### Exercise aim
Duplicate everything in the excerpt on Trump's early claims as president from "It was a claim" down to "amplifying such information.", word for word.

In the first five days of his presidency, Trump has put the enormous power of the nation's highest office behind spurious — and easily disproved — claims.
He began with trivial falsehoods about the size of the crowds at his inauguration but has since escalated a more grave claim that undermines the trustworthiness of the nation's electoral system. In a White House reception Monday night for congressional leaders, Trump alleged that as many as five million undocumented immigrants voted in the 2016 election, denying him a popular-vote majority.
It was a claim that Trump had made in the aftermath of the election, with no evidence to back it up. As unsettling as that was in a president-elect, the implications are far greater when something clearly untrue is spread by a commander in chief - and when the weight and resources of his administration are brought to bear in amplifying such information.
White House press secretary Sean Spicer, whose own credibility has been undercut during his first week on the job, offered no verifiable evidence Tuesday to back up the president's claim.

### Stored records
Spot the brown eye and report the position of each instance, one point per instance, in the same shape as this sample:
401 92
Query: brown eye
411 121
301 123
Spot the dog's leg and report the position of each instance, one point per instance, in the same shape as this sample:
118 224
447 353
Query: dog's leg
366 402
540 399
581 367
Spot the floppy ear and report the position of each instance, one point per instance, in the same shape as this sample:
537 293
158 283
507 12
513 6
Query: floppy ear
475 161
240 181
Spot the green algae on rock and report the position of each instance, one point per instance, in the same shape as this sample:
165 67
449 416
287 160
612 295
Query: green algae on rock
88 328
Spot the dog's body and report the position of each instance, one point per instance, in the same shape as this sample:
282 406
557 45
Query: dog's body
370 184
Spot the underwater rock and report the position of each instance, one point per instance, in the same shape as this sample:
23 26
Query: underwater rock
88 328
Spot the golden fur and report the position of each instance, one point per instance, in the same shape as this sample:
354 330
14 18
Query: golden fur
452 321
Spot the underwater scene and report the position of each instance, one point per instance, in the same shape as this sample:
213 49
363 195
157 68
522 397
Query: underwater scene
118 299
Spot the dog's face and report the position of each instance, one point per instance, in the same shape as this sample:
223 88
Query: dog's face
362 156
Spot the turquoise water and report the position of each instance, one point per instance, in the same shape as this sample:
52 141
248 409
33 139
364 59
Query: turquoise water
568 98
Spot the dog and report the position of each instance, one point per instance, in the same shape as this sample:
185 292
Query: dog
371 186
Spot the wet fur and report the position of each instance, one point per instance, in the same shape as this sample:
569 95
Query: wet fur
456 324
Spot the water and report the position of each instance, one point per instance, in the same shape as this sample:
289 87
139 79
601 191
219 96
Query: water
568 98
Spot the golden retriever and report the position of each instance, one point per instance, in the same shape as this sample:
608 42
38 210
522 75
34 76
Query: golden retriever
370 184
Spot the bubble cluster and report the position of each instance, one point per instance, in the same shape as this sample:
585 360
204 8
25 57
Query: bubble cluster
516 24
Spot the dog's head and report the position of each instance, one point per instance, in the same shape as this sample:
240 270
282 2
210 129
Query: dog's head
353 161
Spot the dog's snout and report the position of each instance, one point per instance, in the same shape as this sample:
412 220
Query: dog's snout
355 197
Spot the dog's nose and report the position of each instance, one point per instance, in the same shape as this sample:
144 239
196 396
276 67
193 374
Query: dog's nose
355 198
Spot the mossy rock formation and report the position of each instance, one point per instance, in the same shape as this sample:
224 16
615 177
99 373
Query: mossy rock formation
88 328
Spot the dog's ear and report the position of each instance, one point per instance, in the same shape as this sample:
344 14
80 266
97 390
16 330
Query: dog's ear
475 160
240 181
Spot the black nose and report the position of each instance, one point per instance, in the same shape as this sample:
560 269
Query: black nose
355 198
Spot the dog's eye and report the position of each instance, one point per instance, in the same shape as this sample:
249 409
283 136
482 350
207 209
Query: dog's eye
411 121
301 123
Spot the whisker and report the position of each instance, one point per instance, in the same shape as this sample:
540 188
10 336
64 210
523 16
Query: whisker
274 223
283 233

### Answer for the task
It was a claim that Trump had made in the aftermath of the election, with no evidence to back it up. As unsettling as that was in a president-elect, the implications are far greater when something clearly untrue is spread by a commander in chief - and when the weight and resources of his administration are brought to bear in amplifying such information.